» PROBLEM DESCRIPTION:
Make an exact copy of every record that follows.

Stored items
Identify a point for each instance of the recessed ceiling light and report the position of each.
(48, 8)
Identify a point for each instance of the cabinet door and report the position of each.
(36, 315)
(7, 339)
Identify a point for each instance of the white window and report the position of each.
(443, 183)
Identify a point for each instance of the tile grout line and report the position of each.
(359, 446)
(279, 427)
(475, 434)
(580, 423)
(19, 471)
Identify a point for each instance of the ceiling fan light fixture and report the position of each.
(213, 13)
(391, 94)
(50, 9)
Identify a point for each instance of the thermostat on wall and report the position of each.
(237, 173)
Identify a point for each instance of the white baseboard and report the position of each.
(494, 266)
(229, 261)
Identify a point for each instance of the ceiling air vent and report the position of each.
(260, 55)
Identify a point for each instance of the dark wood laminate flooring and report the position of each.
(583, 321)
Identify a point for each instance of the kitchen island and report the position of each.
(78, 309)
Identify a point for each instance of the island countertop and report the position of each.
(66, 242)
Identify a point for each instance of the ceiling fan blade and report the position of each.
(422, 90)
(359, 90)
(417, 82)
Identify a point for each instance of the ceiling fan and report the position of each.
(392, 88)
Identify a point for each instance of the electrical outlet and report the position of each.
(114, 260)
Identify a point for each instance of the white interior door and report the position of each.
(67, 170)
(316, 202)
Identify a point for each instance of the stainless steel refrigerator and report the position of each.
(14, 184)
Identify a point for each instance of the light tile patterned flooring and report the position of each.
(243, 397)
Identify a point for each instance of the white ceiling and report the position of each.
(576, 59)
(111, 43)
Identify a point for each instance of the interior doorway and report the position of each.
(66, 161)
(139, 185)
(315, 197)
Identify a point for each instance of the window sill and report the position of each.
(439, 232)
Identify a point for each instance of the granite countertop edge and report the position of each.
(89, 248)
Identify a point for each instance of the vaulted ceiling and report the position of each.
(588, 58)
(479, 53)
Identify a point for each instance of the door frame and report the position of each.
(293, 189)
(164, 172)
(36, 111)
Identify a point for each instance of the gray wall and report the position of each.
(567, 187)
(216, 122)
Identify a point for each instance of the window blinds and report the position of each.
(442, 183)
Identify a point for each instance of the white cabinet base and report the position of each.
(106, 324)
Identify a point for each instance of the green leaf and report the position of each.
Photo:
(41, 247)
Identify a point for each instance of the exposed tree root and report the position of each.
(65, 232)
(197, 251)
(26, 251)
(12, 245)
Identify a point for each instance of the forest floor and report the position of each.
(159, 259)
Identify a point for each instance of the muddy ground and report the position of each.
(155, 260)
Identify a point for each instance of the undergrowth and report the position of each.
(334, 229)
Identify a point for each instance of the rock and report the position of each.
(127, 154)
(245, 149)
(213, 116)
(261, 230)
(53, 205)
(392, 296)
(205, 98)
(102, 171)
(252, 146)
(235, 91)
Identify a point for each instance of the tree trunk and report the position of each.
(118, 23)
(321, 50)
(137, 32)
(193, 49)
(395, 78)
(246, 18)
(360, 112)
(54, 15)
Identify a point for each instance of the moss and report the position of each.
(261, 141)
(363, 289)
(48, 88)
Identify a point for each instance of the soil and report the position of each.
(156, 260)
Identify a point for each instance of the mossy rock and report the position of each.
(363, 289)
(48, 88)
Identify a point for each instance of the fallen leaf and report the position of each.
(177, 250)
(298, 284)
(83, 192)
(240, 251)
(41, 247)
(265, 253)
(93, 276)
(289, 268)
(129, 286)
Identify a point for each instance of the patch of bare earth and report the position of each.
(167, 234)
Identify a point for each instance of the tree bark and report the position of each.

» ANSWER SPACE:
Identify a point for each instance of the recessed ceiling light and report the position of each.
(48, 8)
Identify a point for each instance of the cabinet door and report the position of each.
(36, 315)
(7, 339)
Identify a point for each instance of the white window and report the position of each.
(443, 183)
Identify a point for each instance of the tile grout line and report the position of each.
(359, 446)
(279, 427)
(475, 434)
(580, 423)
(19, 471)
Identify a point for each instance of the ceiling fan light fixture and report the position of each.
(213, 13)
(391, 94)
(50, 9)
Identify a point for each instance of the thermostat on wall and report the position of each.
(237, 173)
Identify a point for each instance of the white baseboard and report the position of each.
(494, 266)
(229, 261)
Identify a point for each instance of the ceiling air vent and report the position of each.
(260, 55)
Identify a point for each instance of the dark wood laminate flooring and report the position of each.
(583, 321)
Identify a point for each instance of the kitchen island and report the position of each.
(78, 309)
Identify a point for each instance of the island countertop and report the position of each.
(66, 242)
Identify a point for each instance of the ceiling fan blade and report the position of each.
(422, 90)
(359, 90)
(417, 82)
Identify a point for each instance of the ceiling fan and report the position of each.
(392, 88)
Identify a point for each instance of the electrical outlet and report the position of each.
(114, 260)
Identify a point for each instance of the white interior door and report the position of each.
(67, 170)
(316, 202)
Identify a point for each instance of the stainless steel refrigerator and report the position of each.
(14, 184)
Identify a point for each instance of the light tile patterned flooring and report the position of each.
(243, 397)
Identify a point for each instance of the white ceiling and report the position of each.
(576, 59)
(111, 43)
Identify a point for each instance of the interior doorway and report the position of each.
(66, 161)
(139, 185)
(315, 197)
Identify a point for each instance of the window sill and report the position of each.
(439, 232)
Identify a point for each instance of the granite countertop edge and report the position of each.
(89, 248)
Identify a point for each instance of the vaulted ceiling and report the position of each.
(588, 58)
(479, 53)
Identify a point for each instance of the door frame and report the position of each.
(293, 189)
(164, 172)
(36, 111)
Identify a point for each instance of the gray wall and report the position of each.
(567, 187)
(216, 122)
Identify a point for each instance of the window blinds and report the position of each.
(442, 183)
Identify a point for each instance of the white cabinet base and report the position of each.
(106, 324)
Identify a point for each instance of the green leaf and report the position of each.
Photo:
(41, 247)
Identify a point for each instance of the exposed tree root and report the position of each.
(65, 232)
(197, 251)
(26, 251)
(12, 245)
Identify a point for each instance of the forest floor and report the position of each.
(159, 259)
Identify a point for each instance of the muddy ground and report the position of each.
(155, 260)
Identify a point for each instance of the undergrowth and report the position of each.
(334, 229)
Identify a point for each instance of the rock and report the position of each.
(127, 154)
(245, 149)
(213, 116)
(261, 230)
(53, 205)
(392, 296)
(205, 98)
(102, 171)
(252, 146)
(235, 91)
Identify a point for each instance of the tree trunk and report the position of each.
(118, 23)
(321, 50)
(137, 32)
(193, 49)
(395, 78)
(246, 18)
(360, 112)
(54, 15)
Identify a point for each instance of the moss and report the position of each.
(261, 141)
(363, 289)
(48, 88)
Identify a point for each instance of the soil and report the position of each.
(156, 260)
Identify a point for each instance of the mossy rock and report the position of each.
(363, 289)
(48, 88)
Identify a point for each instance of the fallen leaf and report the position of each.
(177, 250)
(298, 284)
(83, 192)
(240, 251)
(41, 247)
(265, 253)
(93, 276)
(289, 268)
(129, 286)
Identify a point for each instance of the patch of bare earth and report the position of each.
(167, 234)
Identify a point for each instance of the tree bark and report the position of each.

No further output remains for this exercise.